SELECTED EXTRACT:
◇ ◇ ◇ ◇ ◇

I’ve been stalking the red deer. When we shoot them and their livers are checked, they’re taken away for a prewar pittance by a game dealer, who ships them to the continent. Scandinavians and Germans eat lots of venison. Here, we eat very little, but Scotland is overrun with wild deer. The national herd grows larger and smaller. More deer, but, individually, slighter. They need culling. They need eating, but chefs have a squeamish, timorous distaste for the stag. There’s a lot of received mouth-to-mouth kitchen nonsense talked about marinating for days, cooking for hours, barding and bonding, stuffing and stewing. If you do see venison on the menu, more than likely it’ll be a roe doe from a Hampshire farm. Cooks who put a premium on wild bass and salmon will go for the battery version of the wildest of all our native creatures. Chefs want venison that comes in small, neat cuts, to cook it like lamb. Then add a chestnut and a plum, then add a premium. Almost everything they tell you about red deer is the opposite of the truth. Middle-aged stag is particularly good, but it needs to be hung long, like beef, then roasted fast. Chefs need to get over their twee comfort and start looking at meat that isn’t a bland canvas for their decoration and twists.

◇ ◇ ◇ ◇ ◇

INFORMATION SUPPLIED:
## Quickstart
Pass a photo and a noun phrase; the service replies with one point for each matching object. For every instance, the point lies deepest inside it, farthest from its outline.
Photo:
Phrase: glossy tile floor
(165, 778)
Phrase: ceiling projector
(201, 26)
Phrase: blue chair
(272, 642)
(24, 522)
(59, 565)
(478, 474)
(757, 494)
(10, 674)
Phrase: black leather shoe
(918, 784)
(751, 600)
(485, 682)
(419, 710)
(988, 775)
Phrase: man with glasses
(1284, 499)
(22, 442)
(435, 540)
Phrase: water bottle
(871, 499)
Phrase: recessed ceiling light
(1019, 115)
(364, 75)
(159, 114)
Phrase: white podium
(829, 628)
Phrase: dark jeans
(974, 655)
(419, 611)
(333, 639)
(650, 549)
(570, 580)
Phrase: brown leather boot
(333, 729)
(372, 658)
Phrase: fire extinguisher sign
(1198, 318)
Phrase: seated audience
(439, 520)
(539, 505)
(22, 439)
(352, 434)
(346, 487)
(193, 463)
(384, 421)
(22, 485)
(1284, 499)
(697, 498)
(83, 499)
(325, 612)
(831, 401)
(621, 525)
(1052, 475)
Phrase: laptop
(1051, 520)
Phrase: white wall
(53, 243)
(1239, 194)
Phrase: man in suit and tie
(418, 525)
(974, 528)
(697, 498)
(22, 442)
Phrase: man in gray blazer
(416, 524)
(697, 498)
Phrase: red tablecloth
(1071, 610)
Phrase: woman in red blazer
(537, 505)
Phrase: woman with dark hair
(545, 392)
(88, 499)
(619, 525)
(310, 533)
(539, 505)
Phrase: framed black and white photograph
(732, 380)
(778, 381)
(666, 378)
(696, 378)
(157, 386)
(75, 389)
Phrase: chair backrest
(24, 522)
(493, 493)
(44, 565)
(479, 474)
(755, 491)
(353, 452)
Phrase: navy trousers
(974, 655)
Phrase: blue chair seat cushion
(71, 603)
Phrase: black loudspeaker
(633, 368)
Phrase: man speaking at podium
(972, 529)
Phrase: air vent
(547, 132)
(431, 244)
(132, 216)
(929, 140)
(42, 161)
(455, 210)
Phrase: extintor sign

◇ ◇ ◇ ◇ ◇

JOBS:
(1) Translate this sentence from the venison passage into French: "Scandinavians and Germans eat lots of venison."
(2) According to the venison passage, how should middle-aged stag be prepared?
(3) Supply the next part of the venison passage, continuing from its final sentence.

RESPONSES BY TASK:
(1) Les Scandinaves et les Allemands mangent beaucoup de venaison.

(2) It should be hung long, like beef, then roasted fast.

(3)
I spent one night in Edinburgh on my way south. I drove down from Inverness and was starting again for London at three in the morning. I was starving. Emma, my hostess, suggested we go to the Kitchin, in Leith. This is the one widely reckoned restaurant in Edinburgh I haven’t been to before. Mostly because I couldn’t get a table. And because it’s in Leith. I have an old prejudice about Edinburgh’s docks. Like wharfs all over the country, Leith has been pomaded and neutered, its cobbles polished, its warehouses bijou’d. Old ports, the posterns and portals of gold and garbage, the warrens of violence and prostitution, drunkenness and darkness and slime, are now scrubbed up to look like born-again gangsters who give improving talks in schools and churches. Shorn of its purpose and edge, Leith has been toyed with by gay architects and designers to be transvestited into a funky modernity; the bones of industry and commerce, polished into objets and features. Seen through empty yards of slidy windows, there are acres of new restaurants. Not knowing what else to put here, they thought it might be the dining sector. Mexicans, pizza, Thai, Mexican-Thai, Mexican-Thai-pizza. On a drizzling September evening, the dining rooms were all empty, except for their piped music, which crept round the banquettes, looking for someone to annoy.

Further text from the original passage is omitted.